- [Assignment] The entries follow. Copy every line in which "your" appears.

━━━━━━

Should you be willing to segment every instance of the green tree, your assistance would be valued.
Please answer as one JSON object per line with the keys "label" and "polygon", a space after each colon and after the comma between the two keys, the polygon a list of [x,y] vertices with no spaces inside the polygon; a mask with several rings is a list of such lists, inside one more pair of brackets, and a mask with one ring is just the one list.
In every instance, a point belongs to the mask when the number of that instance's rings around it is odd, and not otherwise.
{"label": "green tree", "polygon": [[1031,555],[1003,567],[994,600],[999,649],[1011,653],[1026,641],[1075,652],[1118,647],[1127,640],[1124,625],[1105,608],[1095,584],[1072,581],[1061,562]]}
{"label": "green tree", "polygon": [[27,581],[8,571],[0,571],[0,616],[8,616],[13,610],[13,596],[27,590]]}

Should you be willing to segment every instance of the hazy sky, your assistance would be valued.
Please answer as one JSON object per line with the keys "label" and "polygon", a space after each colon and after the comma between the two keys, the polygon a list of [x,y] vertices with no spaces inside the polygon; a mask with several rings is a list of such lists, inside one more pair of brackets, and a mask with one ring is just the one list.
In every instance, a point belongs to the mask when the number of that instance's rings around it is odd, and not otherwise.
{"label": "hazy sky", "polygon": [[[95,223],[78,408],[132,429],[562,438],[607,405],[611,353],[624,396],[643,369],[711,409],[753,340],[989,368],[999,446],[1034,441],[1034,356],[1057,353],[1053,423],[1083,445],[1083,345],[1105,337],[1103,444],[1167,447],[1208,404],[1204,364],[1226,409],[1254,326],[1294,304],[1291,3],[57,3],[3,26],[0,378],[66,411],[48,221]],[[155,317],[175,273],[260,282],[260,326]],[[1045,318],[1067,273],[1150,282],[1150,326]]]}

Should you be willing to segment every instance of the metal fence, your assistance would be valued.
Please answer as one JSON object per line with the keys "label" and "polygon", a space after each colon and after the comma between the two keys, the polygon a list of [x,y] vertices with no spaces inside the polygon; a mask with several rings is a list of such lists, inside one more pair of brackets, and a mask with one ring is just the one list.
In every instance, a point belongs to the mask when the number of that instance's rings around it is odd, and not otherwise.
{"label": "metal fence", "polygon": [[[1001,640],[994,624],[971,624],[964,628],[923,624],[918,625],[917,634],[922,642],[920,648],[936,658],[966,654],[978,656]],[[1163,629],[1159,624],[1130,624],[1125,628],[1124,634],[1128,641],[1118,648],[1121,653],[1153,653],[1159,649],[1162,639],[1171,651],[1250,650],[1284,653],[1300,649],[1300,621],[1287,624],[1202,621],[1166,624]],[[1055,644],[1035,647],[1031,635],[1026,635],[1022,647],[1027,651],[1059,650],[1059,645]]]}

━━━━━━

- [Solution to this exercise]
Should you be willing to segment every instance of the green tree, your assistance would be valued.
Should you be willing to segment every instance of the hazy sky, your assistance would be valued.
Should you be willing to segment every instance of the metal fence, your assistance would be valued.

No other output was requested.